## EXCERPT PROVIDED
☆ ☆ ☆

How Much Extra Emergency/Reserve Capacity Does Your Solar Power System Need?
There are two ways of developing a solar system for a retreat. By far the simpler is to simply go out and buy the biggest bestest system you can afford, and whatever you end up getting is what you have, and you’ll adjust and survive as best you can with what you have and the energy it provides. There’s little danger you’ll end up with ‘too much’ solar power!
The more complicated way is to work out how much power you need to live your life to a certain standard of comfort and convenience, and to buy sufficient power generating capacity to provide this.
If you’re just going to buy a system and hope for the best, we’d urge you to buy way more capacity than you think you might need, and way more than the sales people are telling you to get. That’s an interesting reversal – usually sales people tend to oversell and you can buy less than they tell you is necessary, but in the case of solar power, the chances are the opposite may be true (we guess salesmen undersell because the true full costs and complications can become rather daunting).
Even if you’re just going to buy a system and hope for the best, you should still read through the rest of this and the associated articles in our solar power series, so you have at least some idea of the big gap between claimed power generating capabilities and the actual energy you are likely to receive (sometimes there can be a five-fold discrepancy), and can create some sort of realistic expectation for what you’ll actually be able to do with your system.
In our article ‘How Much Solar Generating Capacity Do You Need‘ we looked at some of the considerations needed to match your power and energy requirements (two similar but different things, as explained here) with what to expect from solar panels. The big problem is that the output from solar panels varies more or less proportionately with the intensity of the sunlight shining on them, and the total sunlight each day can vary widely, depending on just on season, but on each day’s specific weather.
So although you can work out your average daily needs for power (probably with some seasonal variations) and similarly, you can work out your average daily power generation (again with seasonal variations) the problem is that your actual daily power generation will sometimes be much higher than average (well, that’s not a problem, is it) and on other days, will be much less than average (and there’s your problem!).
The other big issue with solar power is that at night, solar power reduces down to zero. You need to supplement solar power either with another power source that does work reliably at night, or with a means of storing/saving energy during the day that you can then tap into at night – the most common example of which being batteries.
Clearly, you need to select a system with as much power as possible to keep you going on very low sunlight days. But there is also a point at which you can switch strategies – by increasing your battery storage capacity, you can provide yourself with additional energy reserve by storing up surplus energy on sunny days, and using that stored energy not only at night, but on days with less than anticipated sun, too.
Within reason, and ignoring some minor issues, the bigger the battery reserve you have, the smaller the actual solar generating system you need, because the batteries are smoothing out the peaks and the troughs as between your energy production and your energy consumption.

☆ ☆ ☆

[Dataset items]
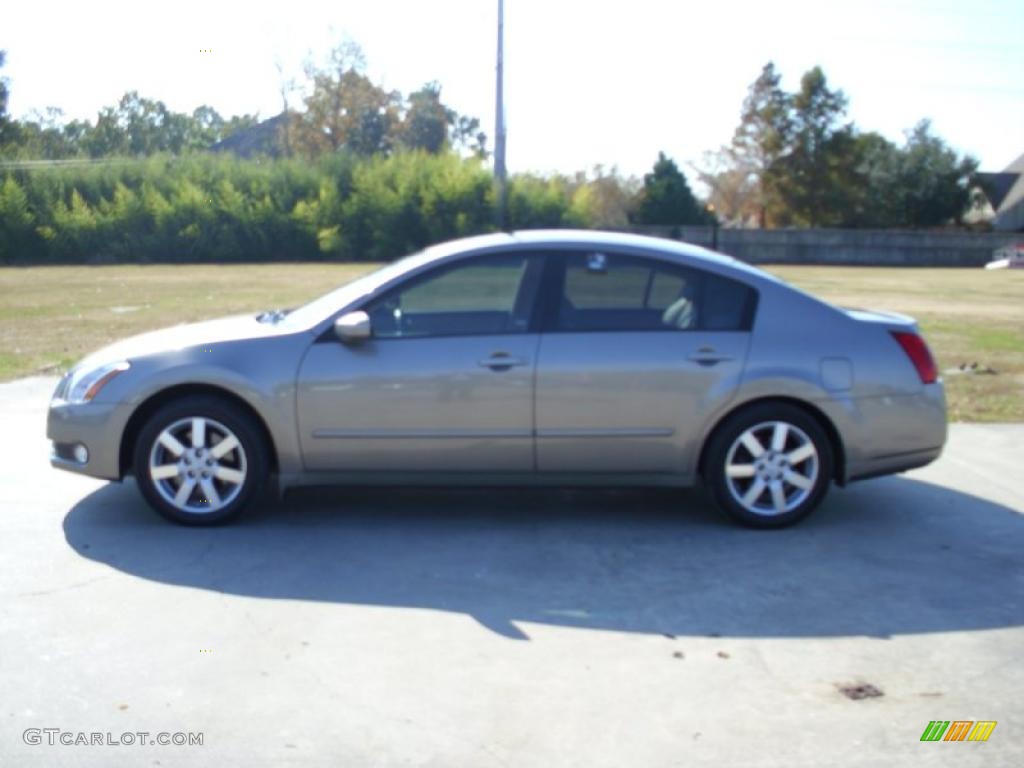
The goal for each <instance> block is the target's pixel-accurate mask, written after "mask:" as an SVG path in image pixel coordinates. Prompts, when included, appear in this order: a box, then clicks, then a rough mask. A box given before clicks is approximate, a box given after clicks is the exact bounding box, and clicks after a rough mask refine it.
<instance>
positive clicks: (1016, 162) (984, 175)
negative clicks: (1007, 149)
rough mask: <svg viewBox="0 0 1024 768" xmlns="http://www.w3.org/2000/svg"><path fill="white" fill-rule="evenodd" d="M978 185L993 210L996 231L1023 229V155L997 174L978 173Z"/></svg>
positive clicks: (1023, 225) (1023, 210)
mask: <svg viewBox="0 0 1024 768" xmlns="http://www.w3.org/2000/svg"><path fill="white" fill-rule="evenodd" d="M977 179H978V183H979V184H980V185H981V188H982V189H983V190H984V193H985V197H987V198H988V202H989V203H991V205H992V208H993V209H994V210H995V220H994V221H993V222H992V225H993V226H994V227H995V228H996V229H1010V230H1013V229H1024V155H1021V156H1020V157H1019V158H1017V160H1015V161H1014V162H1013V163H1011V164H1010V165H1008V166H1007V167H1006V168H1005V169H1004V170H1002V171H1000V172H999V173H979V174H977Z"/></svg>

☆ ☆ ☆

## TASKS TO CARRY OUT
**a)** Retype the part of the solar power article that opens with the words containing "How Much Extra" and closes with "to provide this.".
**b)** List every remark set in parentheses in the paragraph of the solar power article that begins "So although you can work out".
**c)** According to the solar power article, how large can the gap between claimed power generating capabilities and the energy actually received sometimes be?
The data have no connection to the solar power article.

## RESULTS FOR EACH TASK
**a)**
How Much Extra Emergency/Reserve Capacity Does Your Solar Power System Need?
There are two ways of developing a solar system for a retreat. By far the simpler is to simply go out and buy the biggest bestest system you can afford, and whatever you end up getting is what you have, and you’ll adjust and survive as best you can with what you have and the energy it provides. There’s little danger you’ll end up with ‘too much’ solar power!
The more complicated way is to work out how much power you need to live your life to a certain standard of comfort and convenience, and to buy sufficient power generating capacity to provide this.

**b)**
- (probably with some seasonal variations)
- (again with seasonal variations)
- (well, that’s not a problem, is it)
- (and there’s your problem!)

**c)** It can sometimes be a five-fold discrepancy.